*PROBLEMA PLANTEADO 1:*
Traduce al inglés esta oración del extracto sobre la serie Adolescence: "Este nuevo dogma no resiste el contacto con la realidad."
*PROBLEMA PLANTEADO 2:*
Indica cuántas líneas del listado contienen la cadena "jacket", teniendo en cuenta mayúsculas y minúsculas. Responde solo con el número.

Este nuevo dogma no resiste el contacto con la realidad. Las propias encuestas citadas por los defensores de estas ficciones muestran que la mayoría de los adolescentes varones no admiran a Andrew Tate y que los pocos que lo hacen no son precisamente los blancos de clase trabajadora, sino adolescentes de minorías étnicas. Además, los casos reales en los que se basó la serie nada tienen que ver con chicos normales llevados al crimen por internet. En la mayoría, hay historias de traumas, abandono, salud mental y marginación estructural que la serie simplemente omite. Esos son causas reales de los crímenes de jóvenes en el Reino Unido, que justamente tienen relación con la falta de familia, de figura paterna y de enseñanza de lo que la responsabilidad significa.
Adolescence responde a una tendencia más profunda: el vaciamiento de la noción de “masculinidad” como algo positivo o necesario en la vida social. El discurso dominante la equipara a violencia, opresión o estupidez. Y a la vez, se ignoran o minimizan los datos empíricos sobre la situación de los varones: en el Reino Unido, los chicos están quedando sistemáticamente atrás en educación, desde el nivel inicial hasta la universidad, las mujeres menores de 30 ya superan a los hombres en ingresos, los varones tienen tasas mucho más altas de desempleo, suicidio y abandono escolar, y el ausentismo paterno afecta sobre todo a las clases bajas, donde el 60 % de los chicos crecen sin padre presente.

*LISTADO PROPORCIONADO:*
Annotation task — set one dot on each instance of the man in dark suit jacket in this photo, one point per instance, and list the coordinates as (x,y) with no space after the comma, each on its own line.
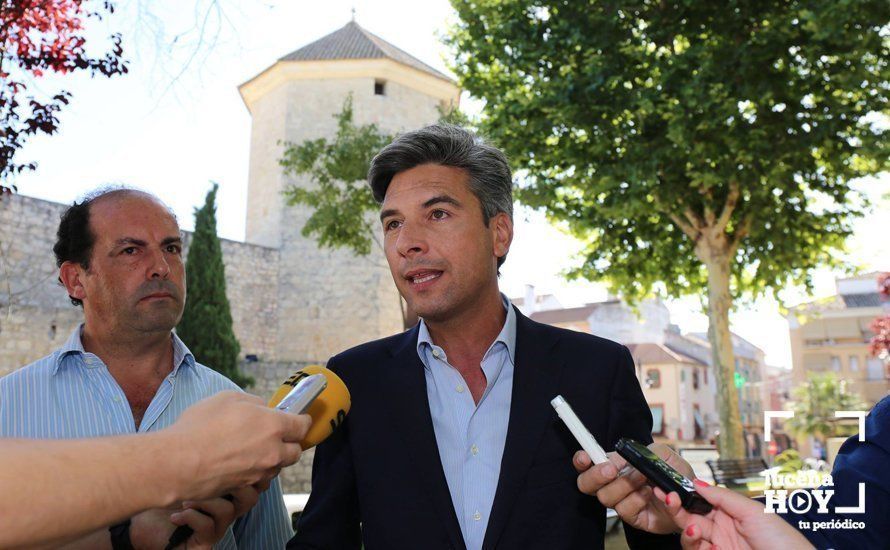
(394,475)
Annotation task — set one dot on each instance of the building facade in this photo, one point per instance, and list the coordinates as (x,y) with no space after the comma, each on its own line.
(833,335)
(292,303)
(674,369)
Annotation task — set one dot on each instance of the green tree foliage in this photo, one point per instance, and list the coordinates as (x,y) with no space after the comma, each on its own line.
(343,208)
(695,146)
(814,404)
(341,200)
(206,325)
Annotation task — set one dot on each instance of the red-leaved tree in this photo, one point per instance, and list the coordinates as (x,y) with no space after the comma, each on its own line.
(880,342)
(39,37)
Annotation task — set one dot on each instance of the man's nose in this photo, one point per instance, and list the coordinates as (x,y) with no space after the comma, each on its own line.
(160,267)
(411,240)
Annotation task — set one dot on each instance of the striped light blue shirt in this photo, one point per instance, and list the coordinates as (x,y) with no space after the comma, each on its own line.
(71,394)
(471,437)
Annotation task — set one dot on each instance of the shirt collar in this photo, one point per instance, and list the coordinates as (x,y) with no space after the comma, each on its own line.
(507,336)
(74,346)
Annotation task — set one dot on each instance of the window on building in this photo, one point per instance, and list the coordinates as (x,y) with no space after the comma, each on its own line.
(653,379)
(875,369)
(657,419)
(699,423)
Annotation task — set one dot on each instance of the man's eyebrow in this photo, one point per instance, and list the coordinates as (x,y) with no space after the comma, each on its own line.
(447,199)
(129,240)
(387,213)
(442,198)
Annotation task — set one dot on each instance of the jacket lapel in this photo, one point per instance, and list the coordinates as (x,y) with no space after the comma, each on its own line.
(411,417)
(535,382)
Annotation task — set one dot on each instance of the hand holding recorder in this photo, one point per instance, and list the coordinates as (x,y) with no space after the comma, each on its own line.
(622,486)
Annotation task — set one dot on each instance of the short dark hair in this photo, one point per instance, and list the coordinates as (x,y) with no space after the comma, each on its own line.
(448,145)
(74,238)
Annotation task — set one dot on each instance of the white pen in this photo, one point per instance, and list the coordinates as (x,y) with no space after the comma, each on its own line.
(584,437)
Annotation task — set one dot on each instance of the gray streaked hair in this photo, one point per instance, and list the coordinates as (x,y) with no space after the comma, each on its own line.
(489,173)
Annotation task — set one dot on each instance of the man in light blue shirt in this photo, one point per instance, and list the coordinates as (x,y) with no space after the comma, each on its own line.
(471,435)
(123,370)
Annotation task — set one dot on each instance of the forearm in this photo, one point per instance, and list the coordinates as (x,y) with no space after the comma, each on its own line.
(56,491)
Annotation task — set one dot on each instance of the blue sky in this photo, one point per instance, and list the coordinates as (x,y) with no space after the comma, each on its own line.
(176,123)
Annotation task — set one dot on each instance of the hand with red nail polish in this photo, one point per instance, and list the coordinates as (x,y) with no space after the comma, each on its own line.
(629,493)
(736,522)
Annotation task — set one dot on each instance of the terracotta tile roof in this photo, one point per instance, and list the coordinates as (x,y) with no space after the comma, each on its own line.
(655,354)
(354,42)
(565,315)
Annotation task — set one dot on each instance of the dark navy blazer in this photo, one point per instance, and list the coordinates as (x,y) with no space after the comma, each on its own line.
(378,480)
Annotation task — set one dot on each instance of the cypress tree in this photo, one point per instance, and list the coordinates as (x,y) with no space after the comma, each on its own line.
(206,325)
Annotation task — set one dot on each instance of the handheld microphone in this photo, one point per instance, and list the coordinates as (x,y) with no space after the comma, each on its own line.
(328,411)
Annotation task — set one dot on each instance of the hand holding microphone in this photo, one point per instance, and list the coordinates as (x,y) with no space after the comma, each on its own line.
(312,390)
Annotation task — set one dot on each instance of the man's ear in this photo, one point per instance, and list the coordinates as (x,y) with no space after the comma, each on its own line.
(502,233)
(71,274)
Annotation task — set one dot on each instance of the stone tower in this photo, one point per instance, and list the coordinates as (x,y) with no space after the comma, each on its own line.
(327,300)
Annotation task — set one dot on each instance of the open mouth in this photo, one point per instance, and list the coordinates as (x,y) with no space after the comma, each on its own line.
(422,276)
(157,296)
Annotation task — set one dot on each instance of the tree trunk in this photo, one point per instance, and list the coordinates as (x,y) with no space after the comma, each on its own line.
(730,441)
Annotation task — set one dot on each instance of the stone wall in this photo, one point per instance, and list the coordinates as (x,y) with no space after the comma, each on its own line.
(36,316)
(269,377)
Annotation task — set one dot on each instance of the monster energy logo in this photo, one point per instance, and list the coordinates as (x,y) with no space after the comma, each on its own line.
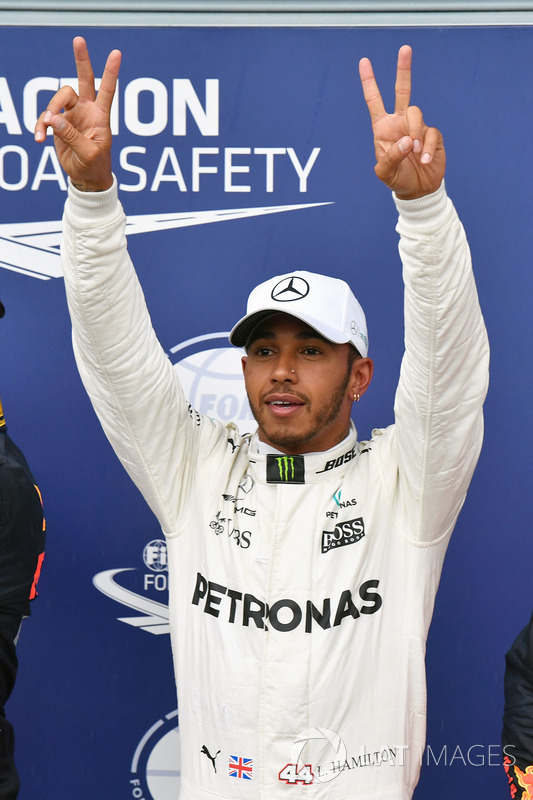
(285,469)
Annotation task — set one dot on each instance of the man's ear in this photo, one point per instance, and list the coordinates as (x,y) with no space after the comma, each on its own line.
(362,371)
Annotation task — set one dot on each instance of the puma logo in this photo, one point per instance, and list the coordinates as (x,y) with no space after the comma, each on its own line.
(211,758)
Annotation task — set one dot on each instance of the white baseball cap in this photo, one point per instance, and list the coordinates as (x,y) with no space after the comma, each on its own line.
(326,304)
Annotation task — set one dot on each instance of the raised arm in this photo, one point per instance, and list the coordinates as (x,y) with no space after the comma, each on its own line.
(438,427)
(128,377)
(80,122)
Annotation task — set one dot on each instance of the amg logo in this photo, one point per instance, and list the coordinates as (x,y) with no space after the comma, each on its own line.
(345,533)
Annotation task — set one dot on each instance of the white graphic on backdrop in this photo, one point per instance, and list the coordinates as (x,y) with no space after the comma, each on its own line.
(32,248)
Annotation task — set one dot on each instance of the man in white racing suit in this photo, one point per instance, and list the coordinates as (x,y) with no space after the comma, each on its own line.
(303,564)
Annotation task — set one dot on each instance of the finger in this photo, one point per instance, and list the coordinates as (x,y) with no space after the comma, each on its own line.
(431,141)
(371,92)
(388,164)
(108,83)
(65,98)
(415,127)
(403,79)
(68,134)
(84,69)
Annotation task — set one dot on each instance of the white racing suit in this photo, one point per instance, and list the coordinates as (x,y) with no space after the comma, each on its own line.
(301,588)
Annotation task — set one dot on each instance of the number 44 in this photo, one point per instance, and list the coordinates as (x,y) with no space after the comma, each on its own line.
(291,774)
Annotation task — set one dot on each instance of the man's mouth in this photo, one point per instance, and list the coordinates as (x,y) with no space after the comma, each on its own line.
(284,406)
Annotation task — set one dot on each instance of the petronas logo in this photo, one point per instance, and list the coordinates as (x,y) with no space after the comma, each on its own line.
(285,469)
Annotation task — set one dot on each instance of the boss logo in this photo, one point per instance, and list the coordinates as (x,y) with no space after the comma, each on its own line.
(345,533)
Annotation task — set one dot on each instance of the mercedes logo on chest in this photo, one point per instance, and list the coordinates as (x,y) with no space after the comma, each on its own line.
(293,288)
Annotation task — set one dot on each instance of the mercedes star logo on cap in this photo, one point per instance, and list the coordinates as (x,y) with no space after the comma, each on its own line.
(293,288)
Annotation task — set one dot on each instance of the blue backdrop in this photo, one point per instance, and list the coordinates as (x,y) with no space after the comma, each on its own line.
(274,119)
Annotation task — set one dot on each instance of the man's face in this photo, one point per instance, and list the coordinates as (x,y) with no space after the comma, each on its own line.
(299,385)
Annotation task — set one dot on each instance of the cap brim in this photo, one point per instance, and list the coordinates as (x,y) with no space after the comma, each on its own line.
(240,334)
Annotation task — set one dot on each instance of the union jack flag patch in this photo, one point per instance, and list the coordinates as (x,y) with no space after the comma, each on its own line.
(240,767)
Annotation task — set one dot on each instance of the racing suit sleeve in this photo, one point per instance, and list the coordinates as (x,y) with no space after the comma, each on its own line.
(129,379)
(438,427)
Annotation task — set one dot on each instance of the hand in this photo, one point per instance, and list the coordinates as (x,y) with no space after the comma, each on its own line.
(82,132)
(410,156)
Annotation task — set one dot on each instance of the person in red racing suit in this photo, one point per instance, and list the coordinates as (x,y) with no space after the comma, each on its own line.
(517,735)
(22,539)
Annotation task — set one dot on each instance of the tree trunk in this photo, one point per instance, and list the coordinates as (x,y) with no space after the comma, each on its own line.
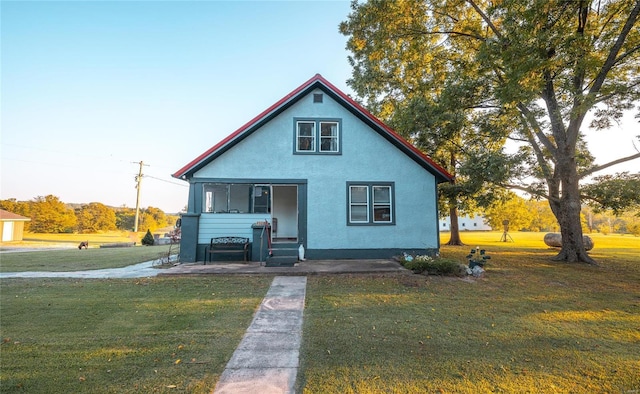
(455,230)
(567,211)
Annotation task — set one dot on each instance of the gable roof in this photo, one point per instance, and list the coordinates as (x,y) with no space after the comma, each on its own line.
(7,216)
(317,82)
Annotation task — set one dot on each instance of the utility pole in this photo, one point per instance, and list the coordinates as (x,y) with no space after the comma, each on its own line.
(138,184)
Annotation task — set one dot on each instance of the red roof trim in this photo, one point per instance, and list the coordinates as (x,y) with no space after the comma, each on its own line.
(387,129)
(316,78)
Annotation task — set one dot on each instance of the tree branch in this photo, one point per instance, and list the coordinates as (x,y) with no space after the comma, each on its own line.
(412,32)
(484,16)
(531,119)
(615,49)
(529,191)
(607,165)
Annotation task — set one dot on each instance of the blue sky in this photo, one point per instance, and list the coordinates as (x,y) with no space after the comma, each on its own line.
(89,89)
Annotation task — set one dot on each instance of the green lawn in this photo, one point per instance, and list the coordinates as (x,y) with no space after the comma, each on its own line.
(122,336)
(77,260)
(528,325)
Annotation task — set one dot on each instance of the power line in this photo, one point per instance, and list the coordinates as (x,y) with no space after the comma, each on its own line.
(138,184)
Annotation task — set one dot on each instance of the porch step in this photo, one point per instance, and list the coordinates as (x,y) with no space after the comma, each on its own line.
(283,255)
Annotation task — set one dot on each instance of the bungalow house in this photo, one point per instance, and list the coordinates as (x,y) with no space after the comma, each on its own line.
(324,173)
(12,226)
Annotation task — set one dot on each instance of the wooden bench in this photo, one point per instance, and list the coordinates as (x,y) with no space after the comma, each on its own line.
(227,245)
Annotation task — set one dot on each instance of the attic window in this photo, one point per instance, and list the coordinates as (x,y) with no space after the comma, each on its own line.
(315,136)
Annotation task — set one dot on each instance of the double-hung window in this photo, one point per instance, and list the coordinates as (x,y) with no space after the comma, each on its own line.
(317,136)
(370,203)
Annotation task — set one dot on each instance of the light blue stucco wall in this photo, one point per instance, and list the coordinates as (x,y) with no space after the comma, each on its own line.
(366,157)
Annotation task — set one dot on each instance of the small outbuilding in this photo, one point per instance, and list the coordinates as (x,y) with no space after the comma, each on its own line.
(12,227)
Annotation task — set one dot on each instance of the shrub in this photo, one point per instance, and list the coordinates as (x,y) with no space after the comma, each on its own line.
(148,239)
(434,266)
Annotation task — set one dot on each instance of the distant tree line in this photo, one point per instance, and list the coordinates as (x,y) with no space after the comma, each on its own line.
(50,215)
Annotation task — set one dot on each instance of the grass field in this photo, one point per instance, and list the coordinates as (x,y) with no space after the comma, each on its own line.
(528,325)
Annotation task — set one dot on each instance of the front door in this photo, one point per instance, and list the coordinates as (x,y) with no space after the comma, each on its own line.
(284,212)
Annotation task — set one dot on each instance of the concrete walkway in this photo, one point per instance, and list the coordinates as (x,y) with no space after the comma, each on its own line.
(266,361)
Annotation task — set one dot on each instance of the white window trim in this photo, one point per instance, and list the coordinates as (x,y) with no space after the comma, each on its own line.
(352,204)
(312,136)
(385,204)
(371,204)
(337,136)
(316,138)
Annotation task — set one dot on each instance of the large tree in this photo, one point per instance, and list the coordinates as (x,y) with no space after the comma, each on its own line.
(545,64)
(94,217)
(50,215)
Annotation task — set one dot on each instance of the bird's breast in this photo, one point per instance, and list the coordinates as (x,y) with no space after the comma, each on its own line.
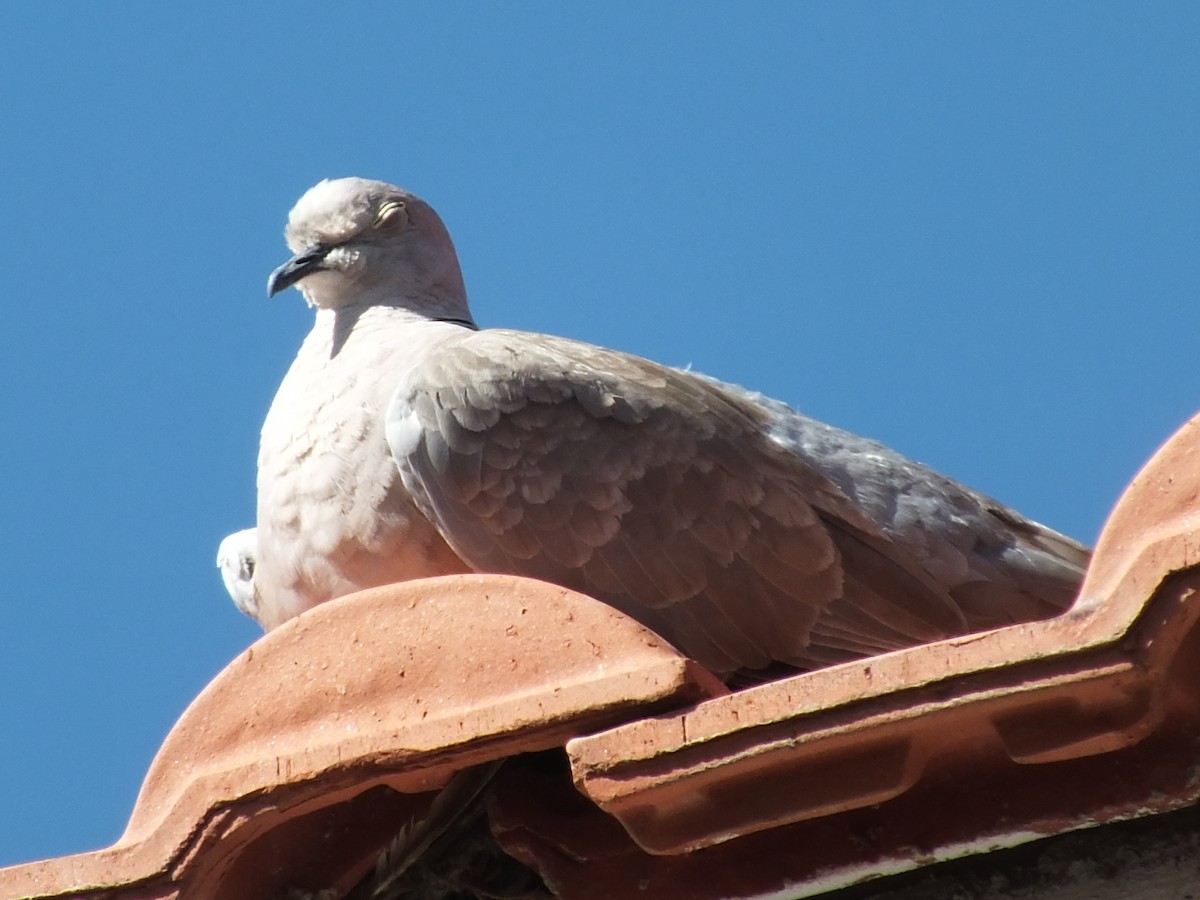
(333,514)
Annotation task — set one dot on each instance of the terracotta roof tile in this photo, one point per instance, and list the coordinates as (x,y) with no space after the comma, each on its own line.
(785,790)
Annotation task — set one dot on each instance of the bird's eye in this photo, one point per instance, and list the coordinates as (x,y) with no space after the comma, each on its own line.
(391,217)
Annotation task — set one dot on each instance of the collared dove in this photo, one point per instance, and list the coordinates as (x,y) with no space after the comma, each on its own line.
(405,442)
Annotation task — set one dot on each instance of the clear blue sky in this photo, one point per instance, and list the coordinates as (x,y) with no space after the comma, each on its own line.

*SALIDA CORRECTA 1:*
This new dogma does not withstand contact with reality.

*SALIDA CORRECTA 2:*
2